EXERCISE AIM - Collect each line of the data that contains the string "target".

[Boundary annotation data]
^^^^^^^^

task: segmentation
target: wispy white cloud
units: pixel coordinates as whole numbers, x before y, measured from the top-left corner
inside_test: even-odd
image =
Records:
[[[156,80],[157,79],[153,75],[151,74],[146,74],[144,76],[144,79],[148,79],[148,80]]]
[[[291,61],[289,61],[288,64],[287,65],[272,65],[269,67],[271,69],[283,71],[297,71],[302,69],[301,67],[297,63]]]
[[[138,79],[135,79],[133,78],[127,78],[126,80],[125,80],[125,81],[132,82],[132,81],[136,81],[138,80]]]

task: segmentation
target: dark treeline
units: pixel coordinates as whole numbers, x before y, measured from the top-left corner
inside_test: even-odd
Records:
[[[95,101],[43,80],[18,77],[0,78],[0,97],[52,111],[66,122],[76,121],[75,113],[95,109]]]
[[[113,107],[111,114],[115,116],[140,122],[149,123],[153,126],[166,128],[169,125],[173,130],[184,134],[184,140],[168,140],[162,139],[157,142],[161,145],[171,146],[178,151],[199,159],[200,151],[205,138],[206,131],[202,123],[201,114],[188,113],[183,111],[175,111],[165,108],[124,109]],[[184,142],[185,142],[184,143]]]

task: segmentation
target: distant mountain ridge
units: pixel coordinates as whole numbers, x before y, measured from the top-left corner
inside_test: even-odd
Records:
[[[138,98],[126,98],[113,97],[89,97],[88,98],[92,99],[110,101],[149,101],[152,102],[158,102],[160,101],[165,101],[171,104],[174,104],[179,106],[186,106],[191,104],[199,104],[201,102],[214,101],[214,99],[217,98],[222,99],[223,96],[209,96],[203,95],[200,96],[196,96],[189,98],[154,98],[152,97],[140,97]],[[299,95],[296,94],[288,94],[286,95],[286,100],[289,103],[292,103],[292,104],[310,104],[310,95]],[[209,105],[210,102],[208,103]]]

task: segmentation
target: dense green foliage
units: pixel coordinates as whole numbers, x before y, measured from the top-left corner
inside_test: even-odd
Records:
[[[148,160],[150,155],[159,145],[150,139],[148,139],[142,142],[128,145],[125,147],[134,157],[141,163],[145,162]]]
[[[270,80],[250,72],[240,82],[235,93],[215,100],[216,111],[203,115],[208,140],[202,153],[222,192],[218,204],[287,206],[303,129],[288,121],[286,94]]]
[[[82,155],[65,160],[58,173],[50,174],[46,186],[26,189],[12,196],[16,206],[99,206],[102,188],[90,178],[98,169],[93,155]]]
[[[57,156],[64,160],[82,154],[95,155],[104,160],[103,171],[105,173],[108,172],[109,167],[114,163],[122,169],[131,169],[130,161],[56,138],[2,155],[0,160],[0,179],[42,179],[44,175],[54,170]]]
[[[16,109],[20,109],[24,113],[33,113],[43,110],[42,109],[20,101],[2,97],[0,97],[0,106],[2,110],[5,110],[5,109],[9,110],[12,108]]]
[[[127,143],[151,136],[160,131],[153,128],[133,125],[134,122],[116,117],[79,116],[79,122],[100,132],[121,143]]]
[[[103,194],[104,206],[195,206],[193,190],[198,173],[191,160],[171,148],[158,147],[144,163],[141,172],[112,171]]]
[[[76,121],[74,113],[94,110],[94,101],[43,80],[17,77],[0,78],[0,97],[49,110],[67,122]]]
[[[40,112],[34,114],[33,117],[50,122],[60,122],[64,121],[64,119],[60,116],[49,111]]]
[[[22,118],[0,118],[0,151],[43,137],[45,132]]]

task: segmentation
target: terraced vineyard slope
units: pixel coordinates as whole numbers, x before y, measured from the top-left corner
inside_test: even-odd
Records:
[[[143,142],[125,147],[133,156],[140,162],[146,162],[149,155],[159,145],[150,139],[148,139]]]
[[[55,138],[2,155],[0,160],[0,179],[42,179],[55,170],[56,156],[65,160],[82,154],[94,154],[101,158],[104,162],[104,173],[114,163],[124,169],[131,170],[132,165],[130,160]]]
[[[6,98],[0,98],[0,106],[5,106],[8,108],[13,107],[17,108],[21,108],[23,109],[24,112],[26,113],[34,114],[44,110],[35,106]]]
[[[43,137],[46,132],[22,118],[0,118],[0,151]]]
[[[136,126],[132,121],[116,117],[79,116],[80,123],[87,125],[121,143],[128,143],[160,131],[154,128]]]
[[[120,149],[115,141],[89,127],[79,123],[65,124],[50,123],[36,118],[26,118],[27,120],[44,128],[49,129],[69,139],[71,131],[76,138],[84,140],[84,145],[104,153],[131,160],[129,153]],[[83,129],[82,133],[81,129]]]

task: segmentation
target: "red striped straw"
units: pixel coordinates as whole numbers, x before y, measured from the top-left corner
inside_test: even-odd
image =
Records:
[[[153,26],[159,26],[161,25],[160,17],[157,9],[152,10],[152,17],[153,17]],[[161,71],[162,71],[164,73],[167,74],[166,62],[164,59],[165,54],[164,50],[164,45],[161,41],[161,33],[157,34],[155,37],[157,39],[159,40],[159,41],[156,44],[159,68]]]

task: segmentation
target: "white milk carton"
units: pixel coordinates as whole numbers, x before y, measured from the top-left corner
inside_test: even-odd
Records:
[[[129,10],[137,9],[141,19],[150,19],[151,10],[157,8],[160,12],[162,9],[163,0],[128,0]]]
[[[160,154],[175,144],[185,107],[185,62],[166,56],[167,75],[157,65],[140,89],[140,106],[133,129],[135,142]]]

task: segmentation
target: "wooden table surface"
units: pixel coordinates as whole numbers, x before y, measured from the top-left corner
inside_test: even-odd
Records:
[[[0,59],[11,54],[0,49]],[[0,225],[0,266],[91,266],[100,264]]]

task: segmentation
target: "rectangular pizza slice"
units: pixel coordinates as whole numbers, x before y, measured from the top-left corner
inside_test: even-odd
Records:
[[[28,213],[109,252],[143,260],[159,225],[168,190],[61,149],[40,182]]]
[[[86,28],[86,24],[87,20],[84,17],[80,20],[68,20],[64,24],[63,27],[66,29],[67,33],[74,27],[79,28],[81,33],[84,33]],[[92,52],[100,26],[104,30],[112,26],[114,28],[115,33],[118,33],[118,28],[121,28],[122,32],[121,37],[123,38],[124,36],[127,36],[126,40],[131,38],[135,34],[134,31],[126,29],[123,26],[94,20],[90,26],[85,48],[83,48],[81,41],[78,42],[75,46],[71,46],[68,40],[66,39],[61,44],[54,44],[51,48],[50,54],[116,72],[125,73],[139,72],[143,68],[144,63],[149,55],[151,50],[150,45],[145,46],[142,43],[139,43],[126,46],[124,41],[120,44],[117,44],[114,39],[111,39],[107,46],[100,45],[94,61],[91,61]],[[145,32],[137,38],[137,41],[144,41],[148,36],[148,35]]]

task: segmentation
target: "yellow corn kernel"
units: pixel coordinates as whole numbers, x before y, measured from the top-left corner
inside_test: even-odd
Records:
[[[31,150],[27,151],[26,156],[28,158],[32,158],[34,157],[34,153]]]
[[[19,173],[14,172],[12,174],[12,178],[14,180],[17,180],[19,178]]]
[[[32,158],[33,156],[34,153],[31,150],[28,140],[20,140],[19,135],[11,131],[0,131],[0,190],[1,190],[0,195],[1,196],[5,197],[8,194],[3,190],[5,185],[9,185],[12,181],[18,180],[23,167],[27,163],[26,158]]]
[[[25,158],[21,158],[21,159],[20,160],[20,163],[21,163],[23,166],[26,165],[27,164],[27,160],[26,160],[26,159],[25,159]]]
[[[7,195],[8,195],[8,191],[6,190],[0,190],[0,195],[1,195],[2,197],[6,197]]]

^^^^^^^^

EXERCISE SOLUTION -
target: wispy white cloud
target: dark treeline
target: distant mountain ridge
target: dense green foliage
target: terraced vineyard slope
target: "red striped straw"
target: "white milk carton"
target: "wooden table surface"
target: "rectangular pizza slice"
target: "yellow corn kernel"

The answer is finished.